SUPPLIED RECORDS:
⟨
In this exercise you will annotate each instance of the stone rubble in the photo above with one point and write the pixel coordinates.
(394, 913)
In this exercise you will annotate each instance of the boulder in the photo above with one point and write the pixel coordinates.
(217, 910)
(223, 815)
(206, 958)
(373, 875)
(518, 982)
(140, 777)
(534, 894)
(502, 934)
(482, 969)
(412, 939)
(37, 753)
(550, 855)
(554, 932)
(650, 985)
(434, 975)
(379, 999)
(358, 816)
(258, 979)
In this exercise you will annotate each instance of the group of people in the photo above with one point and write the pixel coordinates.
⟩
⟨
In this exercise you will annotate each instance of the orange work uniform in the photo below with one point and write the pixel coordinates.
⟩
⟨
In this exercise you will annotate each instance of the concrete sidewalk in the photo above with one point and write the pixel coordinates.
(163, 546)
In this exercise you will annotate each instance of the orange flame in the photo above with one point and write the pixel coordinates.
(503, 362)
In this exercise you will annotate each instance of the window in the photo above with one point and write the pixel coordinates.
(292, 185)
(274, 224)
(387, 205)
⟩
Recast the data that opens with the line containing "In this exercise you will annotate each instance of the stone" and closes with the line containing "In this exercise you will annotate each instance of the group" as a Markdown table with the columns Row and Line, one numbered row per line, leaving out blank lines.

RESPONSE BELOW:
| Row | Line |
|---|---|
| 1 | In this exercise you will annotate each instance of the stone rubble in the photo above with one point and write the pixel coordinates. |
| 2 | (394, 913) |
| 3 | In this exercise you will annotate each instance of the boulder in the photo above with one point and write the pixel coordinates. |
| 4 | (217, 910) |
| 5 | (223, 815) |
| 6 | (206, 958) |
| 7 | (373, 875) |
| 8 | (518, 982) |
| 9 | (140, 777) |
| 10 | (534, 894) |
| 11 | (502, 934) |
| 12 | (482, 969) |
| 13 | (412, 939) |
| 14 | (37, 753) |
| 15 | (550, 855) |
| 16 | (554, 932) |
| 17 | (650, 985) |
| 18 | (434, 975) |
| 19 | (379, 999) |
| 20 | (358, 816) |
| 21 | (258, 979) |
| 22 | In this exercise you will annotate each instance of the group of people in the photo above with one point and write the pixel coordinates. |